> **DÉFI 1**
Actualisez les lignes de données allant de la ligne contenant « dark brown hair » à la ligne contenant « [13,350,377,408] » en remplaçant « silver » par « black », sans rien modifier d'autre.

> **EXTRAIT**
==============================
Si l'on admet que l'âme est principalement cette puissance de penser qui, en particulier permet d'affirmer l'identité relative de A et de B, on peut en effet se demander sur quels critères une telle opération sera légitime. Plus exactement, qu'est-ce qui, dans un énoncé, peut rendre légitime l'affirmation de l'identité relative d'une chose avec une autre? Il est clair que ce ne peut être la seule désignation nominale car l'usage du seul nom semble ne pas pouvoir impliquer l'être de ce qu'il désigne, et cela, alors même qu'il semble présupposer l'identité numérique de l'objet nommé: la chose que je nomme n'existe peut-être pas, mais si elle existe, alors elle est une. Donc par le simple usage du nom, on peut tout aussi bien désigner ce qui n'est pas1 que ce qui est au sens d'une identité absolue2. Autrement dit, la possibilité pour le discours d'être la représentation d'une identité relative entre une chose et une autre chose repose sur sa capacité à énoncer la mise en relation d'une chose avec une autre. C'est là le rôle du verbe qui "indique toujours quelque chose d'affirmé de quelque autre chose"3. L'articulation du discours en nom et verbe semble donc être nécessaire pour exprimer ce qui peut être réellement dit d'une certaine chose pour constituer son identité relative par comparaison qualitative avec ce qui n'est pas numériquement identique à elle. Or, puisque l'identité relative d'une chose avec une autre ne peut pas être supposée mais doit être explicitement affirmée (ou niée), seuls certains discours articulés en nom et verbe énonceront effectivement ce qu'est ou ce que n'est pas une chose: telle sera la proposition vraie. Il s'ensuit cette définition de la vérité et de la fausseté par Aristote:
La vérité ou la fausseté dépend, du côté des objets, de leur union ou de leur séparation, de sorte que, être dans le vrai, c'est penser que ce qui est séparé est séparé et que ce qui est uni est uni, et être dans le faux, c'est penser contrairement à la nature des objets.4
Ce passage extrêmement important définit donc la vérité selon deux niveaux : le niveau ontologique ("du côté des objets") et le niveau logique ("c'est penser que ... "). Commençons par ce dernier qui semble ne pas faire problème : s'il doit y avoir identité relative d'une chose par rapport à une autre, donc si l'on doit définir l'identité d'une chose par ce qu'elle possède en commun avec une autre, il semble nécessaire de dire que la proposition vraie sera celle qui imitera dans le domaine du discours, ce qu'est réellement cette chose. Et plus précisément, on qualifiera de vraie la proposition dont la composition logique imite pertinemment la composition ontologique de la chose nommée, soit qu'elle en affirme l'unité ("penser que [ ... ] ce qui est uni est uni") ou qu'elle en nie la multiplicité ("penser que ce qui est séparé est séparé"). Et inversement pour la proposition fausse ("penser contrairement à la nature des objets"). Bref, la proposition vraie est celle qui permet de rendre compte de l'unité là où elle existe et de la multiplicité là où elle est le cas. Or, si la proposition vraie doit imiter ce qu'est réellement une chose, alors l'unité ou la multiplicité logique présupposent l'unité ou la multiplicité ontologique ("du côté des objets"). Autrement dit l'identité relative d'une chose avec une autre dans le discours présuppose que cette identité relative possède un corrélat dans le domaine de l'être
Être, c'est être uni, c'est être un ; n'être pas, c'est ne pas être uni, c'est être multiple.5
On doit donc dire que l'articulation de la proposition en nom et en verbe est le lieu de l'affirmation (ou de la négation) qu'une chose en est une autre: A est B dans le sens où l'on attribue à A quelque chose (B) qui n'est pas numériquement identique à A. mais qui, cependant, forme avec A un composé réel et doté de cohérence. Ce qui entraîne deux difficultés :
- pour affirmer quelque chose de A, ne doit-on pas admettre implicitement l'identité numérique de A ?
==============================
Lignes de données:
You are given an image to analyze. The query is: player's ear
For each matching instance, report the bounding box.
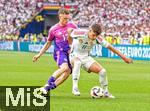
[67,28,73,35]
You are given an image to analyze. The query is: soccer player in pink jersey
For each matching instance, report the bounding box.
[33,8,77,94]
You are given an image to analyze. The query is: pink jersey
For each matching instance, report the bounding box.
[47,22,77,51]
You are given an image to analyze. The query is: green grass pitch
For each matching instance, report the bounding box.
[0,51,150,111]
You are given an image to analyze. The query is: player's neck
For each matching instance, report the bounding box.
[59,22,66,27]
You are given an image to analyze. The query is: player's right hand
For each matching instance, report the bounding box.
[124,58,133,64]
[32,54,40,62]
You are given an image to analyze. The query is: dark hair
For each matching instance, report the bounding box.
[91,24,102,35]
[58,8,69,15]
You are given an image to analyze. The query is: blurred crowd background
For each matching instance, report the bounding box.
[0,0,150,45]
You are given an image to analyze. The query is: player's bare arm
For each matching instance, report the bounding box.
[67,28,73,44]
[33,41,52,62]
[107,45,133,63]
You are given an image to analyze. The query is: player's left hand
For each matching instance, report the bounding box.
[123,58,133,64]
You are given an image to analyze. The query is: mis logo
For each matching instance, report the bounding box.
[0,86,50,111]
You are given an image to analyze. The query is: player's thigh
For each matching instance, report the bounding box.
[89,62,103,73]
[81,56,96,72]
[69,54,81,67]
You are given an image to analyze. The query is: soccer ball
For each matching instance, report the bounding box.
[90,86,104,98]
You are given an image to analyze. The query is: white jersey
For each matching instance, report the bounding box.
[70,29,109,58]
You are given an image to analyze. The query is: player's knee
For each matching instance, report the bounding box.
[62,73,70,79]
[62,65,70,72]
[99,68,106,76]
[74,61,81,67]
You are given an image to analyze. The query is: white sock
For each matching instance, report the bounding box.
[99,69,108,92]
[72,60,81,88]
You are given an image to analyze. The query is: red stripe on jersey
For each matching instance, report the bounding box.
[74,30,86,35]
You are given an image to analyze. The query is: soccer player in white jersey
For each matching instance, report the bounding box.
[68,24,132,98]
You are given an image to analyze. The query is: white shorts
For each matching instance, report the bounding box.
[70,55,96,71]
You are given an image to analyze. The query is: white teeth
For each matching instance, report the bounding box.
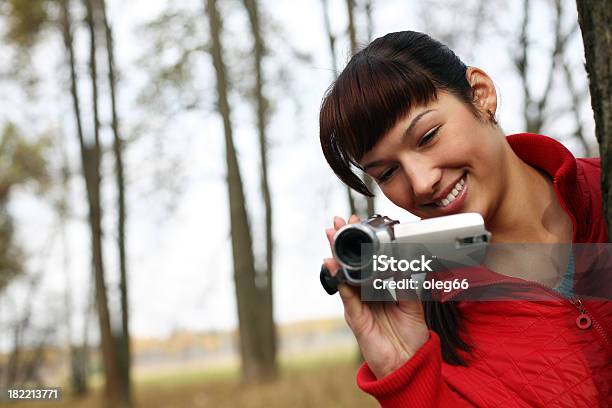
[436,175,465,207]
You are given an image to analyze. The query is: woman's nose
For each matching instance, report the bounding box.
[404,162,442,204]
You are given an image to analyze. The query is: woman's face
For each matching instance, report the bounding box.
[360,92,507,220]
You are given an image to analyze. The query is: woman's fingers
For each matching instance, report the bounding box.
[323,258,340,276]
[334,216,346,230]
[325,228,336,246]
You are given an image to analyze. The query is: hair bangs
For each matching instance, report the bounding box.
[319,53,437,196]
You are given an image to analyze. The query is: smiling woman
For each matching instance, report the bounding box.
[320,31,612,407]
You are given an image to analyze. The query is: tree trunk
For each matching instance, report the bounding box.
[321,0,357,214]
[100,0,133,406]
[61,0,120,407]
[243,0,278,379]
[576,0,612,237]
[346,0,376,218]
[206,0,275,382]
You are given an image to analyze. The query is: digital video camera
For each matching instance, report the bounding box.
[320,213,491,295]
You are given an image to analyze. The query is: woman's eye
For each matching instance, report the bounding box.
[419,126,441,147]
[377,166,397,183]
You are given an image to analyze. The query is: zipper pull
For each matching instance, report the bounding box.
[572,298,592,330]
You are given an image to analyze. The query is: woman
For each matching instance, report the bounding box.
[320,31,612,407]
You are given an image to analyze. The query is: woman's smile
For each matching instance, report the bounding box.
[425,172,468,215]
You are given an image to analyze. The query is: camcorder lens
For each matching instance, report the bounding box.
[335,228,373,268]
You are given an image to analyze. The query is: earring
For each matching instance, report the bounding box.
[487,109,497,125]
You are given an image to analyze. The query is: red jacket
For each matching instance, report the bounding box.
[357,134,612,408]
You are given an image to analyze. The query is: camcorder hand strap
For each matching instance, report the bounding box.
[319,264,343,295]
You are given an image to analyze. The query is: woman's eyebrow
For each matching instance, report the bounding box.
[402,109,435,143]
[362,109,435,171]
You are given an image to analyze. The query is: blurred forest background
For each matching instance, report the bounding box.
[0,0,598,407]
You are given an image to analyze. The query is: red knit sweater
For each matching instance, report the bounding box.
[357,134,612,408]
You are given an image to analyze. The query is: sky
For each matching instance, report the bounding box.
[0,0,594,346]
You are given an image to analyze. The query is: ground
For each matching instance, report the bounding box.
[9,352,377,408]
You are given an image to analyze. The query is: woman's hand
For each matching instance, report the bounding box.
[324,215,429,379]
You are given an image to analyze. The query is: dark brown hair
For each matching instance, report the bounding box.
[319,31,480,365]
[319,31,478,197]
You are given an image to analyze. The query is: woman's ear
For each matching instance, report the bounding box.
[465,67,497,116]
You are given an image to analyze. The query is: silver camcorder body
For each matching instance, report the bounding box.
[320,213,491,294]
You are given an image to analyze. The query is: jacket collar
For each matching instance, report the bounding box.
[506,133,590,242]
[432,133,590,302]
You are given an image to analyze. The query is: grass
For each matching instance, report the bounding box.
[13,350,377,408]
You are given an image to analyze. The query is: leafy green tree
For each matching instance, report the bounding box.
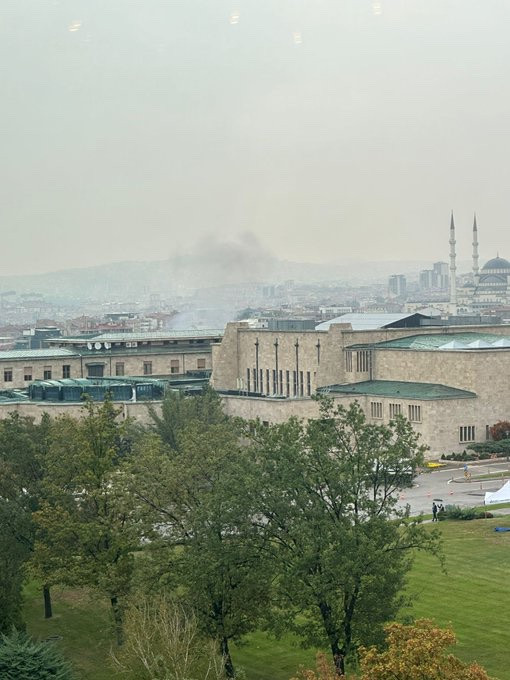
[34,400,139,644]
[132,393,270,678]
[149,387,227,451]
[0,631,73,680]
[0,413,48,632]
[0,502,30,636]
[247,399,438,675]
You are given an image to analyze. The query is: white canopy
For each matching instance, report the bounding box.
[484,481,510,505]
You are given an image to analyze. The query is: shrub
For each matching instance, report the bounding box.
[0,631,73,680]
[438,505,494,520]
[491,420,510,442]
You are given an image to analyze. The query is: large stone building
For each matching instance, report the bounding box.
[0,330,223,389]
[212,322,510,455]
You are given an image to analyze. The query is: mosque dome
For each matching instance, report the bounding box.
[482,257,510,271]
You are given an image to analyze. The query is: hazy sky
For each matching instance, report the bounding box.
[0,0,510,275]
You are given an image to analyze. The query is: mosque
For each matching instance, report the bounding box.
[450,213,510,314]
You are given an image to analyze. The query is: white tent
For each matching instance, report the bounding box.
[484,481,510,505]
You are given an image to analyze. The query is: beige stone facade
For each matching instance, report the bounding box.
[212,323,510,456]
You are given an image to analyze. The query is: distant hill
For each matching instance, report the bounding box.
[0,251,444,300]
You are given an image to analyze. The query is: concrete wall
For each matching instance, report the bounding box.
[219,394,490,458]
[212,323,510,396]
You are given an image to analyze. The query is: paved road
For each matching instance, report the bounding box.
[399,461,510,515]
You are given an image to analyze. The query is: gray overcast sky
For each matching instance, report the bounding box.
[0,0,510,275]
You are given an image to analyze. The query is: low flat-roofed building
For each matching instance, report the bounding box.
[0,330,223,389]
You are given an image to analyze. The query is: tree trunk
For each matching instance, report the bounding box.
[319,602,345,677]
[220,637,236,678]
[110,595,124,647]
[43,585,53,619]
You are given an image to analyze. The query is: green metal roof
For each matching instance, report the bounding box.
[0,348,79,361]
[348,331,507,350]
[317,380,476,401]
[51,328,224,343]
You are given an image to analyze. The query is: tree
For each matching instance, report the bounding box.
[0,413,49,632]
[291,652,338,680]
[0,502,30,636]
[113,594,225,680]
[490,420,510,442]
[132,393,270,678]
[149,387,227,451]
[34,400,139,644]
[361,619,489,680]
[0,631,73,680]
[247,399,438,675]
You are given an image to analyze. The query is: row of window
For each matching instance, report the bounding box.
[246,368,312,397]
[4,364,71,382]
[370,401,421,423]
[345,349,372,373]
[370,401,476,444]
[4,359,206,383]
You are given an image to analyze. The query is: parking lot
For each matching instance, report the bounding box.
[399,460,510,515]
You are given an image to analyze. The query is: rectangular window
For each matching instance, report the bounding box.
[345,349,352,373]
[409,404,421,423]
[356,349,370,373]
[370,401,382,418]
[390,404,402,418]
[459,425,475,444]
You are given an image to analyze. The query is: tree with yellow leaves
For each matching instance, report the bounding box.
[356,619,490,680]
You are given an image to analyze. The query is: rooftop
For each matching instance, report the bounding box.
[317,380,476,401]
[0,348,79,361]
[315,312,430,331]
[349,331,510,350]
[52,328,224,344]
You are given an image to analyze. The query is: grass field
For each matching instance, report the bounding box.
[26,517,510,680]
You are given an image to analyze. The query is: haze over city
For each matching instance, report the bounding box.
[0,0,510,276]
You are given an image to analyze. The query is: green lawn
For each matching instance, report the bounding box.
[402,517,510,680]
[22,517,510,680]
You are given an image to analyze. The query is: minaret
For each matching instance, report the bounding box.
[473,213,480,286]
[450,210,457,315]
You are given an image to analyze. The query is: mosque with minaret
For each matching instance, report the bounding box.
[450,212,510,315]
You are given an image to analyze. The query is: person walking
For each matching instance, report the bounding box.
[432,503,437,522]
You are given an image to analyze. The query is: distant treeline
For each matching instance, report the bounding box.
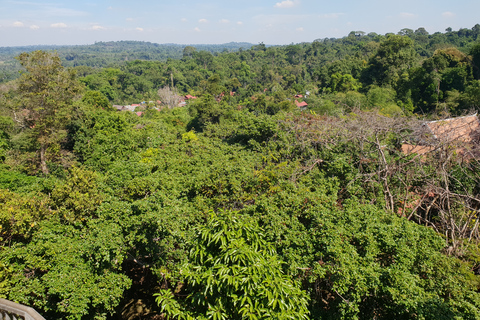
[0,41,253,83]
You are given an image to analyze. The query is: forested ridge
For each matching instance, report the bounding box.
[0,25,480,320]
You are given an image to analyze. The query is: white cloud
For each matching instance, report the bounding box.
[50,22,67,28]
[399,12,417,19]
[442,11,455,18]
[274,0,300,9]
[320,13,344,19]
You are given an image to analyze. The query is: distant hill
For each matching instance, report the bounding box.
[0,41,254,83]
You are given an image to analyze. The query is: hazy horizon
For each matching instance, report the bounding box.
[0,0,480,47]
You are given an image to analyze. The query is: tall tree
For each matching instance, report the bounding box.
[17,50,81,174]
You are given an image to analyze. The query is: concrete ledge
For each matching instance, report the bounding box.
[0,299,45,320]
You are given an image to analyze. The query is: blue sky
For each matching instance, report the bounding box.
[0,0,480,46]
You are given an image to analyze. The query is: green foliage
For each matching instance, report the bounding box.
[156,212,308,319]
[51,167,103,222]
[17,51,80,174]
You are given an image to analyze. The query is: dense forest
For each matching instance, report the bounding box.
[0,25,480,320]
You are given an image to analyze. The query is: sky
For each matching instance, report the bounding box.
[0,0,480,47]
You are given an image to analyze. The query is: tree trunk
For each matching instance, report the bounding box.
[40,143,49,174]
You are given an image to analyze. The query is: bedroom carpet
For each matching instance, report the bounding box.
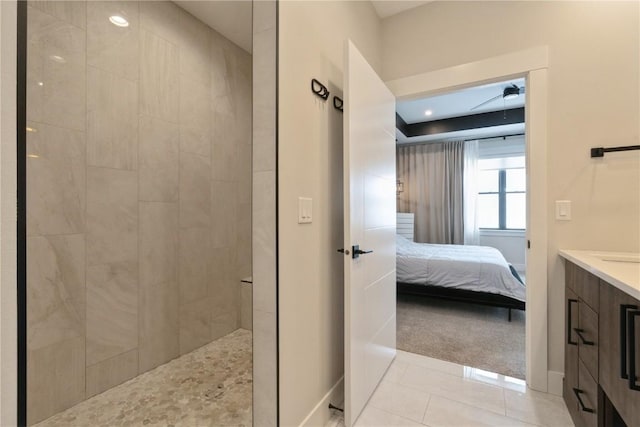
==============================
> **DÉFI 2**
D'après l'extrait, selon quels deux niveaux le passage d'Aristote définit-il la vérité ?

> **BONNE RÉPONSE 1**
You are given an image to analyze. The query is: dark brown hair
For each matching instance, report the bounding box.
[319,31,480,365]
[319,31,478,197]
You are given an image to analyze. The query is: woman's ear
For each matching instance, report the bounding box.
[465,67,497,116]
You are given an image to analyze. The query is: black camcorder body
For each matching instance, report the bounding box.
[320,213,491,294]
You are given an image to analyze. The query is: jacket collar
For each matching instance, report the bounding box.
[506,133,590,242]
[432,133,590,302]
You are given an image to analyze. The query is: grass
For each matching instance, report the bounding box.
[13,350,377,408]

> **BONNE RÉPONSE 2**
Selon le niveau ontologique et le niveau logique.